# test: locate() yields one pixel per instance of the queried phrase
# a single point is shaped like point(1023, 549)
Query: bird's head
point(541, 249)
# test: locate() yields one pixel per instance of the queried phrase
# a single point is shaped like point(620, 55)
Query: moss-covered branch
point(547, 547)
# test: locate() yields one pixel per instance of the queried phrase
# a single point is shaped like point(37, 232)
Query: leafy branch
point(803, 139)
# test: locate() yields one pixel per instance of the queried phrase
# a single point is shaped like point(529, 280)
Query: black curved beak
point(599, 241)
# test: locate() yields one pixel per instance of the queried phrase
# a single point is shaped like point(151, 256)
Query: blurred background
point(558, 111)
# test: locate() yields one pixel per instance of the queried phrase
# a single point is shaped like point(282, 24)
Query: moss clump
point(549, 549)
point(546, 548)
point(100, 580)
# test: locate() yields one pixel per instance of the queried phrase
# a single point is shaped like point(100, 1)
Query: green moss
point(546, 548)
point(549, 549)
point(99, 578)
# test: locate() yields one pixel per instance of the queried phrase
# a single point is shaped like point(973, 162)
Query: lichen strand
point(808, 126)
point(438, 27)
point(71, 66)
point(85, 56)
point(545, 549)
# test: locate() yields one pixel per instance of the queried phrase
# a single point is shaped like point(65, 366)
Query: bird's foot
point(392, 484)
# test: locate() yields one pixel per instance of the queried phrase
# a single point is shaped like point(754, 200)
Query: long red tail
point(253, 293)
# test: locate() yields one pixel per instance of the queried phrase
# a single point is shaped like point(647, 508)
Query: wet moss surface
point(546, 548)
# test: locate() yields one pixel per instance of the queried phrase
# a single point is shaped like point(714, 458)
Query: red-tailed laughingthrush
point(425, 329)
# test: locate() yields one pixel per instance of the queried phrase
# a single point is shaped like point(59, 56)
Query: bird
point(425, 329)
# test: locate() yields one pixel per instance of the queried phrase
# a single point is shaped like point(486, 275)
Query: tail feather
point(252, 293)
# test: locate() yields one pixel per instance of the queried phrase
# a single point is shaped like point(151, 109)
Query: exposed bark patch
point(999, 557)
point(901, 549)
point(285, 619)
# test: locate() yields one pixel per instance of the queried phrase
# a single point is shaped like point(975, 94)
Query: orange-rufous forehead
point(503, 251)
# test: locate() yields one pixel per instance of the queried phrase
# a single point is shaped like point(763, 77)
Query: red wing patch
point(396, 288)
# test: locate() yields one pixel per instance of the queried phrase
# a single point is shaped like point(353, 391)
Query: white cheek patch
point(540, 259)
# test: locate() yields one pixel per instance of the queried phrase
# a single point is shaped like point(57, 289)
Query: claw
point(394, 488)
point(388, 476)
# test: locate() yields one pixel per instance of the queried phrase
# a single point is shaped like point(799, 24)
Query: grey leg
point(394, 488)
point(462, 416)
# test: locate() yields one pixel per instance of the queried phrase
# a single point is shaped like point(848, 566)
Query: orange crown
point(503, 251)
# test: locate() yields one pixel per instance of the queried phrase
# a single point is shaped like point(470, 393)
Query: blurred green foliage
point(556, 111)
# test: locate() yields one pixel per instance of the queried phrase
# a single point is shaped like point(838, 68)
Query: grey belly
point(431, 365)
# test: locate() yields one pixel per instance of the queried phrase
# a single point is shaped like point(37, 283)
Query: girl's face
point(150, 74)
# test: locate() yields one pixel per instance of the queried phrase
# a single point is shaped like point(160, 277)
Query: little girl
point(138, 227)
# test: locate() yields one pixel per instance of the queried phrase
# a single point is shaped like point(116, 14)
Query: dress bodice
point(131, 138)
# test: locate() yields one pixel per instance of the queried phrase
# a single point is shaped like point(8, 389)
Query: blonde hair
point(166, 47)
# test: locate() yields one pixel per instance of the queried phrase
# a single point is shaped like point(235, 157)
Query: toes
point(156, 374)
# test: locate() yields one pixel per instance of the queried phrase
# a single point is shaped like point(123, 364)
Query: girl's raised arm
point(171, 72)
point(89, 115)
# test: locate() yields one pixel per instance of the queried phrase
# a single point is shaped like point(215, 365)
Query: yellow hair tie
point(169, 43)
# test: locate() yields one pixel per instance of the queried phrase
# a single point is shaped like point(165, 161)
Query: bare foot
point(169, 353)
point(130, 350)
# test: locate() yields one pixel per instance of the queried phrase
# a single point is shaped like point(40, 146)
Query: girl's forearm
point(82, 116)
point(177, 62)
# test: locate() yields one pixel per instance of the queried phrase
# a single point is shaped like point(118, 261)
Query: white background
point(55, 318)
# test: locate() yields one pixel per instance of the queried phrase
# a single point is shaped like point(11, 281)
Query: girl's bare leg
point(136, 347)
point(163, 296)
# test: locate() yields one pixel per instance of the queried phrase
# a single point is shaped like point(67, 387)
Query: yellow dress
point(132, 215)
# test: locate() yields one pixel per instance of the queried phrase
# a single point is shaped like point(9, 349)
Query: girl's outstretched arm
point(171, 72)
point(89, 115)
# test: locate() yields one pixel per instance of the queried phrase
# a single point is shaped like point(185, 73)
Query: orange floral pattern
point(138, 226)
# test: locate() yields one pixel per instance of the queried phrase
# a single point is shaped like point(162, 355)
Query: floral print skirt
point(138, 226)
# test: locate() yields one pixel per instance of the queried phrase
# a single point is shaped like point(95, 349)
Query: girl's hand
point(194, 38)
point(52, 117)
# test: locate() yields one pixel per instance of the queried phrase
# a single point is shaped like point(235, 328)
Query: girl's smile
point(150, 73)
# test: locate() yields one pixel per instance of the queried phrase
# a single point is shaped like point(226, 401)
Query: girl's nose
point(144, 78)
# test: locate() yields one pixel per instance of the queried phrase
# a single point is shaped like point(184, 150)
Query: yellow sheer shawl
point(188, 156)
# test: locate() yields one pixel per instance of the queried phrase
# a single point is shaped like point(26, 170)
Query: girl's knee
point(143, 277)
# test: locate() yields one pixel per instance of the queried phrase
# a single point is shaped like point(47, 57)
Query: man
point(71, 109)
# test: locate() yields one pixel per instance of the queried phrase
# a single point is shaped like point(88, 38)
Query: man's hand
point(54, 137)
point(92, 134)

:::

## [TASK REQUIREMENTS]
Could you write out all the entries word for word?

## [SOLUTION FOR THIS PROBLEM]
# test: locate() yields one pixel per instance of the queried phrase
# a single point is shaped like point(1023, 549)
Query: bird's head
point(541, 249)
# test: locate() yields one pixel per instance of the queried phrase
# a single point is shaped like point(620, 55)
Query: moss-covered branch
point(547, 547)
# test: locate() yields one pixel per instance of the queried phrase
# a single point is shaped like point(37, 232)
Query: leafy branch
point(803, 139)
# test: locate() yields one pixel per instance of the queried phrase
# a single point is shaped like point(529, 280)
Query: black curved beak
point(599, 241)
# test: locate() yields one pixel per instance of the queried phrase
# a single point is shaped like point(151, 256)
Query: blurred background
point(558, 111)
# test: locate() yields one pixel per instance of the queried phrase
# a single point is shaped like point(282, 24)
Query: moss clump
point(549, 549)
point(546, 548)
point(100, 580)
# test: locate() yields one pixel per instance of the queried phrase
# a single point is shaped like point(100, 1)
Query: green moss
point(546, 548)
point(549, 549)
point(99, 578)
# test: locate() yields one pixel per instance of the queried phrase
# a single point is shaped like point(973, 162)
Query: lichen strand
point(808, 126)
point(438, 27)
point(71, 66)
point(85, 56)
point(545, 549)
# test: locate() yields one pixel per instance of the queried phrase
# a single point is shaped like point(65, 366)
Query: bird's foot
point(392, 484)
# test: locate() yields one pixel per instance of the queried phrase
# a single point is shaped like point(754, 200)
Query: long red tail
point(253, 293)
# test: locate() yields one pixel per instance of the queried phrase
# a single point is shaped like point(647, 508)
Query: wet moss surface
point(546, 548)
# test: locate() yields one pixel per instance of the queried phrase
# a single point is shaped like point(714, 458)
Query: red-tailed laughingthrush
point(425, 329)
# test: locate() yields one pixel per instance of the queried phrase
# a single point is shaped like point(59, 56)
Query: bird
point(425, 329)
# test: locate() yields one pixel per instance of the queried phrase
# a single point is shaped like point(486, 275)
Query: tail feather
point(252, 293)
# test: locate() yields one pixel per instance of the queried phrase
# a single point is shaped like point(151, 109)
Query: exposed bark patch
point(999, 557)
point(901, 549)
point(285, 619)
# test: locate() yields one pixel per instance of the queried phrase
# a single point is shaped like point(975, 94)
Query: orange-rufous forehead
point(503, 251)
# test: locate() yields one pixel per instance of the queried phrase
# a single point is shaped like point(763, 77)
Query: red wing patch
point(396, 288)
# test: locate() yields one pixel per instance of the queried phrase
# a single point is shaped like point(353, 391)
Query: white cheek patch
point(540, 259)
# test: locate() yields one pixel per instance of the queried phrase
# a single point is shaped like point(57, 289)
Query: claw
point(394, 488)
point(388, 476)
# test: locate() yields one pixel per instance of the queried phrase
# a single point is shaped like point(799, 24)
Query: grey leg
point(394, 488)
point(462, 416)
# test: locate() yields one pixel per instance of the queried phrase
# a single point is shaped like point(848, 566)
Query: orange crown
point(503, 251)
# test: locate() yields one pixel per instance of the queried phrase
# a single point is shaped like point(470, 393)
Query: blurred green foliage
point(556, 111)
# test: locate() yields one pixel per instance of the queried phrase
# a single point is shaped like point(838, 68)
Query: grey belly
point(431, 365)
# test: locate() yields one pixel per instance of the queried phrase
# a single point is shaped like point(37, 283)
Query: girl's face
point(150, 74)
# test: locate() yields one pixel per instance of the queried phrase
# a single point is shaped like point(160, 277)
Query: little girl
point(138, 227)
# test: locate() yields one pixel per instance of the queried phrase
# a single point is shaped like point(116, 14)
Query: dress bodice
point(131, 138)
# test: locate() yields one pixel per instance of the queried phrase
# a single point is shaped like point(8, 389)
Query: blonde hair
point(166, 47)
# test: locate() yields one pixel per instance of the queried phrase
# a single point is shaped like point(235, 157)
Query: toes
point(156, 374)
# test: locate() yields one pixel per instance of the queried phrase
# a single point is shaped like point(123, 364)
Query: girl's raised arm
point(171, 72)
point(89, 115)
# test: locate() yields one pixel per instance of the queried phrase
# a single point is shaped like point(215, 365)
Query: yellow hair tie
point(169, 43)
# test: locate() yields one pixel per instance of the queried phrase
# a single point is shaped like point(165, 161)
Query: bare foot
point(169, 353)
point(130, 350)
# test: locate() yields one pixel per instance of the queried phrase
# a single point is shaped like point(40, 146)
Query: girl's forearm
point(82, 116)
point(177, 62)
# test: locate() yields one pixel per instance of the queried phrase
# a single point is shaped like point(118, 261)
Query: white background
point(55, 318)
# test: locate() yields one pixel per instance of the queried phrase
# a single point is shaped like point(11, 281)
Query: girl's bare leg
point(136, 347)
point(163, 296)
# test: locate() yields one pixel per instance of the queried phrase
# a single point is shaped like point(67, 387)
Query: yellow dress
point(132, 215)
# test: locate() yields one pixel per instance of the queried phrase
# a single point is shaped like point(9, 349)
Query: girl's outstretched arm
point(171, 72)
point(89, 115)
# test: locate() yields one pixel per instance of the queried phrase
# a single point is shaped like point(185, 73)
Query: orange floral pattern
point(138, 226)
# test: locate() yields one pixel per instance of the queried phrase
# a single point is shaped like point(162, 355)
Query: floral print skirt
point(138, 226)
# test: locate() yields one pixel per instance of the queried phrase
# a single point is shaped like point(95, 349)
Query: girl's hand
point(194, 38)
point(52, 117)
# test: locate() yields one pixel per instance of the queried phrase
# a single point is shaped like point(235, 328)
Query: girl's smile
point(150, 73)
# test: locate() yields one pixel per instance of the queried phrase
# a single point is shaped like point(226, 401)
Query: girl's nose
point(144, 78)
# test: locate() yields one pixel per instance of the queried phrase
# a single point is shaped like point(184, 150)
Query: yellow sheer shawl
point(188, 156)
# test: locate() yields one pixel per instance of the queried phrase
# a single point is shaped like point(26, 170)
Query: girl's knee
point(143, 277)
# test: locate() yields one pixel per instance of the queried phrase
# a single point is shaped like point(47, 57)
Query: man
point(71, 109)
# test: locate() yields one pixel per instance of the queried phrase
# a single point is shaped like point(88, 38)
Query: man's hand
point(54, 137)
point(92, 134)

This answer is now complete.